## AIM A
According to the official-language passage, why did SWRD want Tamil to be the language of administration in the North and East? Answer in one to three sentences.

The official language refers to the language in which records are maintained in official records. British colonial rulers used English as the Official Language, and Court proceedings were recorded in English even when witnesses spoke in Sinhala and Tamil.

Lawyers too spoke in English. It was the same in government offices – both at headquarters and in district and field offices. Government employees knew English and were able to record their views in the form of minutes.

The minutes of interviews were submitted to the higher officers who gave written orders that were recorded. Letters to the government offices were written in English and the public understood that official correspondence would be in English.

The British realized that it was necessary to educate a sufficient number of locals in the English language to man the public service. They depended on the English medium schools run by the missionaries to man the public service. Since the American missionaries were not welcome in the South they opened schools in the North and provided good English education to the people of the North.

The Tamils obtained a disproportionate number of jobs in the public service. This roused the envy of the Sinhalese lower middle class consisting of Sinhalese teachers, and provided the base for the anti-Tamil sentiments among the Sinhalese which the Sinhalese politicians were quick to capitalize on.

The solution to the problem, they thought, was to replace English with Sinhala as the official language in order to obtain more government jobs exclusively for them.

It was based on what economists call the zero sum game – the Tamils must lose job opportunities if the Sinhalese were to get more employment in the public service. So SWRD introduced the Sinhala Only Act which required Sinhala to be the official language, in 24 hours.

Tamil public servants who did not know Sinhala were given time to get proficient in Sinhala. They were also offered retirement terms under which some Sinhalese public servants too retired.

But how could 30% of the people who are Tamil speaking and who cannot read or write Sinhala deal with a government which is conducting business only in Sinhala? SWRD realized that this was not only unjust but also not workable in the North and East for it would require government employees who could speak both Sinhala and Tamil.

It was necessary to make the Sinhalese public servants able to converse in Tamil while recording their minutes in Sinhala.

The Courts would need judges who knew both Sinhala and Tamil and Tamil judges would have to record proceedings in Sinhala. This was not a feasible or practical situation and SWRD having realized it, wanted to make Tamil the language of administration in the North and East and provide for the reasonable use of Tamil elsewhere in the country.

The B-C Pact was of course discarded.

But this could still be done under a centralized system of governance through the kachcheris and the divisional revenue officers, and the village headmen as the British did. The Sinhala language would then have to be forced down the throats of the Tamil people just as the British did with English. (Hence Colvin’s quip about one language.)

But there was a new problem which emerged after 1956. The new type of SLFP politician wanted to exercise power at district level. They were not interested in being pure legislators, a role for which they lacked a modern education. So in the Sinhalese areas the governing party members of Parliament (MP) began giving orders and instructions to the government agents and the department heads.

They interfered with the issue of water for cultivation from the irrigation tanks and channels. They decided on who should get land permits under the land laws. They interfered with the police and the Forest Department officials. All such acts of intervention were not covered by law and hence their exercise of power was without responsibility or accountability.

The officials were still legally accountable but then how can the departments headquartered in Colombo hold the officials accountable when they were subject to orders from the local MPs? Nor could the central government minister take the side of the local officials against the local MP. The minister is a politician and he cannot side with his officials against a MP.

## Stored data
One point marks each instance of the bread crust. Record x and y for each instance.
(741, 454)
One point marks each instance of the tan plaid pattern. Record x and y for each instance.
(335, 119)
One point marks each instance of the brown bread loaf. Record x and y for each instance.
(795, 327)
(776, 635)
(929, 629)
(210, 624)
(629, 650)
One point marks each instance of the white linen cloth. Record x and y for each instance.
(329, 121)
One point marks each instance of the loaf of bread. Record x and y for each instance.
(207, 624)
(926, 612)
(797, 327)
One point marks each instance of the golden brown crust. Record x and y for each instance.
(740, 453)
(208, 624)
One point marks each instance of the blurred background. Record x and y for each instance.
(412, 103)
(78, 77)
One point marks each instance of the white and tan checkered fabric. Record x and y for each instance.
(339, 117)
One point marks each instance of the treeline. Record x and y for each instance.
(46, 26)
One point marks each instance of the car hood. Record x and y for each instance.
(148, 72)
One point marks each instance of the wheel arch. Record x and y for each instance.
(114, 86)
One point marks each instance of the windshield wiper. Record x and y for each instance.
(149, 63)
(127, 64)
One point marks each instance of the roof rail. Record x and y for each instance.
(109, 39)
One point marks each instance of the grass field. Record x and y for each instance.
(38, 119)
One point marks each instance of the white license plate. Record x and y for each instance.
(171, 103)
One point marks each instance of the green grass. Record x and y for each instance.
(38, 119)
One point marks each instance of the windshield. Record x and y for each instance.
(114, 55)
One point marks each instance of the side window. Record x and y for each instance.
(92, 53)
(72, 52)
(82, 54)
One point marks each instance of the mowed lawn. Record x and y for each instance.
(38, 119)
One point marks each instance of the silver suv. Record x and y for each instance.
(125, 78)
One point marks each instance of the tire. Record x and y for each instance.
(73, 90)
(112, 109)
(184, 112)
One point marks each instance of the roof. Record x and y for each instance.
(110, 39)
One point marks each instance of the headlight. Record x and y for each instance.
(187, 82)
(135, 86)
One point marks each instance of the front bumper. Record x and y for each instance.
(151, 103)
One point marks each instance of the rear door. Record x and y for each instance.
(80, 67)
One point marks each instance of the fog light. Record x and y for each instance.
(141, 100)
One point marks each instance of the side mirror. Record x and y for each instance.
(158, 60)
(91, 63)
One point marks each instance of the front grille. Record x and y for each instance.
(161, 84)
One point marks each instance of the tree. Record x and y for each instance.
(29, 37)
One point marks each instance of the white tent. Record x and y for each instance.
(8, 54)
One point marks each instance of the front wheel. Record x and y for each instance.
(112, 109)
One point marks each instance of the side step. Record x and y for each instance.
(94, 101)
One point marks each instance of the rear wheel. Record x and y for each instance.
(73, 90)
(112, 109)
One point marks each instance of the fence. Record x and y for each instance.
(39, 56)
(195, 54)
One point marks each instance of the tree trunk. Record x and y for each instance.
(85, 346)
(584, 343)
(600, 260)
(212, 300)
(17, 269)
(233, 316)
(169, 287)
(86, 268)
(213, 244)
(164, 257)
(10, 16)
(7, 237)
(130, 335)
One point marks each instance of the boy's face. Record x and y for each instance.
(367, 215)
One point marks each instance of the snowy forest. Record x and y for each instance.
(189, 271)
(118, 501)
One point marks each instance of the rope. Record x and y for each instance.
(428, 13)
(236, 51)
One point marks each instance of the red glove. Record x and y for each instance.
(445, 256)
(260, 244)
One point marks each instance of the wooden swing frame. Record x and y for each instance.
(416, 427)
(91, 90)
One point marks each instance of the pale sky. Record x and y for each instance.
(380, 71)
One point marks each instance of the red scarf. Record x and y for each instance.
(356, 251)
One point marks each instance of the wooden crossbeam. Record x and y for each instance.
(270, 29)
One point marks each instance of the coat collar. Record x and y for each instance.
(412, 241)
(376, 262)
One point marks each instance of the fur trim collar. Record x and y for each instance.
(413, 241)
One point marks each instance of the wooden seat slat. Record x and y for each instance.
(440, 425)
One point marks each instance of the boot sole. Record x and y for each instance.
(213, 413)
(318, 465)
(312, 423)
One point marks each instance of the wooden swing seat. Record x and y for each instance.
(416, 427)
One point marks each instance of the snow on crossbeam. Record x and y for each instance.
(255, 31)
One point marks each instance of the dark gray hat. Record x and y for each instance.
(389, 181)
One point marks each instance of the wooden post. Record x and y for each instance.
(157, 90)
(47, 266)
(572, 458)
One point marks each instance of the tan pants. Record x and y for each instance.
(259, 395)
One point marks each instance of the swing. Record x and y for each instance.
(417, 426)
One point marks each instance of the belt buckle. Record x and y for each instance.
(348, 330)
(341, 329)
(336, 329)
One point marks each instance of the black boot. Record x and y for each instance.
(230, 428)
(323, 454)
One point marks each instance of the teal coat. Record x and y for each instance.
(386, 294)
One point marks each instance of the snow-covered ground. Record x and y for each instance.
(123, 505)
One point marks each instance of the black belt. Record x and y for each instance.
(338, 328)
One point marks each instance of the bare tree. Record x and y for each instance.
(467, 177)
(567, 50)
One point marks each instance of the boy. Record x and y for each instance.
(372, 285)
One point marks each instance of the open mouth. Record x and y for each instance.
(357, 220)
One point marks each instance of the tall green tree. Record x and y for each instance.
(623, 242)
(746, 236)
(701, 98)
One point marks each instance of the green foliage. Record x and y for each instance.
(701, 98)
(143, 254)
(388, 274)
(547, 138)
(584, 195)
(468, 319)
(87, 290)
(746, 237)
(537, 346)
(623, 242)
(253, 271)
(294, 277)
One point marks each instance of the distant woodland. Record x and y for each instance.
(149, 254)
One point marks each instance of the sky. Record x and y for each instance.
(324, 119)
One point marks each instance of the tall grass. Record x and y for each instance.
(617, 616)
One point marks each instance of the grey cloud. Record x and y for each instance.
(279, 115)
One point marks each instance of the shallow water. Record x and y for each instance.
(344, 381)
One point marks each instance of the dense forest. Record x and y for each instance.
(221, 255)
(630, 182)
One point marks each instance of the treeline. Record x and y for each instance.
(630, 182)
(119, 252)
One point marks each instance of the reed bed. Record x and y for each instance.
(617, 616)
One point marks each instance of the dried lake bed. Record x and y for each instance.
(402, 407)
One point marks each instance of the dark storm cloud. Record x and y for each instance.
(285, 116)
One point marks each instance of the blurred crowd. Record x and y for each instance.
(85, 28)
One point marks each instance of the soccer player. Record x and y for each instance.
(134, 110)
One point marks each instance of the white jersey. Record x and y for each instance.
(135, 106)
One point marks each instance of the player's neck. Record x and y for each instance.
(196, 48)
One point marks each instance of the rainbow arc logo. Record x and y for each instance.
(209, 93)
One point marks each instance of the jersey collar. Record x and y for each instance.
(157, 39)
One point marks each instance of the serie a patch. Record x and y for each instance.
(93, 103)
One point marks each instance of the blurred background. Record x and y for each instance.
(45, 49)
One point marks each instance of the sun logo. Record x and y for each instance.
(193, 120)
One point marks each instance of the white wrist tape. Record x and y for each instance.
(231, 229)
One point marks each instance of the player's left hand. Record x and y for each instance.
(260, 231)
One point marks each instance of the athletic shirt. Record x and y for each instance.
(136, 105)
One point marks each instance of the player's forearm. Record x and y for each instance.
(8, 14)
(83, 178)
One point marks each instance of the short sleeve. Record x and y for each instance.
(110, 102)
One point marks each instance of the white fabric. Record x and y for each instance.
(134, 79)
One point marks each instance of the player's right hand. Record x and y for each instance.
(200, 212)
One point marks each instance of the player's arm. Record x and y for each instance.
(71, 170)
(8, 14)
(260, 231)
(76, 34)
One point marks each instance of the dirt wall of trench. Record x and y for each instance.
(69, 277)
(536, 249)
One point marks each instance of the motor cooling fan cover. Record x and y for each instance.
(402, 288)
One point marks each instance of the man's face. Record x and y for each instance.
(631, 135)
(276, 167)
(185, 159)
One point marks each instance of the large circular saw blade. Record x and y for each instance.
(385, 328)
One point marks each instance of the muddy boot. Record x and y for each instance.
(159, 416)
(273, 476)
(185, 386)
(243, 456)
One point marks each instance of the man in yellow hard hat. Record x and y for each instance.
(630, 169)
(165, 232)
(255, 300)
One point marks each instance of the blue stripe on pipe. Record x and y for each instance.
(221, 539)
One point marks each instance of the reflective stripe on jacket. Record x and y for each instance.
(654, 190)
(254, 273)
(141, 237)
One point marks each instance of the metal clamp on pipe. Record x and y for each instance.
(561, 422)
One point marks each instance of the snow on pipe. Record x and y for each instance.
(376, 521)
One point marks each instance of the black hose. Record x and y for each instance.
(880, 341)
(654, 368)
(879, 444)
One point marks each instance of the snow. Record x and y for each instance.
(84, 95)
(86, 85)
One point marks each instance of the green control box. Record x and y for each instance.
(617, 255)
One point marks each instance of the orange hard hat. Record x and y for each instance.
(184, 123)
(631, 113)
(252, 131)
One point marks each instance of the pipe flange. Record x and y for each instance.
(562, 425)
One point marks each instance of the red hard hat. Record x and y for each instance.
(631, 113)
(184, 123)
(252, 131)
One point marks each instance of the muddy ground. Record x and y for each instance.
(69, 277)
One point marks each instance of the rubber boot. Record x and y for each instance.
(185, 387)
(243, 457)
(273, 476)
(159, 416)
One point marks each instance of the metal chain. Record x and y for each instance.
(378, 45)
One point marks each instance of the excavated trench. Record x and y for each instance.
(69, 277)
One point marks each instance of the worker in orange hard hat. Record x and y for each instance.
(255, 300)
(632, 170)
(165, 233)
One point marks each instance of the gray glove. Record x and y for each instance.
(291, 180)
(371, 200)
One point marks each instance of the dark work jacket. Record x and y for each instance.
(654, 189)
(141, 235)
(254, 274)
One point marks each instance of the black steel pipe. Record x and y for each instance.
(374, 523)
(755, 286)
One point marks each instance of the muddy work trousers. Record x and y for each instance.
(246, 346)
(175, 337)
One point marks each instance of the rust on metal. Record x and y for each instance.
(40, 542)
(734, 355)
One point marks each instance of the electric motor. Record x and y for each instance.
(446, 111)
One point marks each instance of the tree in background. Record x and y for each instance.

## AIM B
Pick out every line of the records that contains the word "belt".

## SOLUTION A
He realized that running the government only in Sinhala there was not only unjust but also unworkable. It would have required government employees who could speak both Sinhala and Tamil, and courts would have needed judges who knew both languages, with Tamil judges recording proceedings in Sinhala. That was not a feasible or practical situation.

## SOLUTION B
One point marks each instance of the belt buckle. Record x and y for each instance.
One point marks each instance of the black belt. Record x and y for each instance.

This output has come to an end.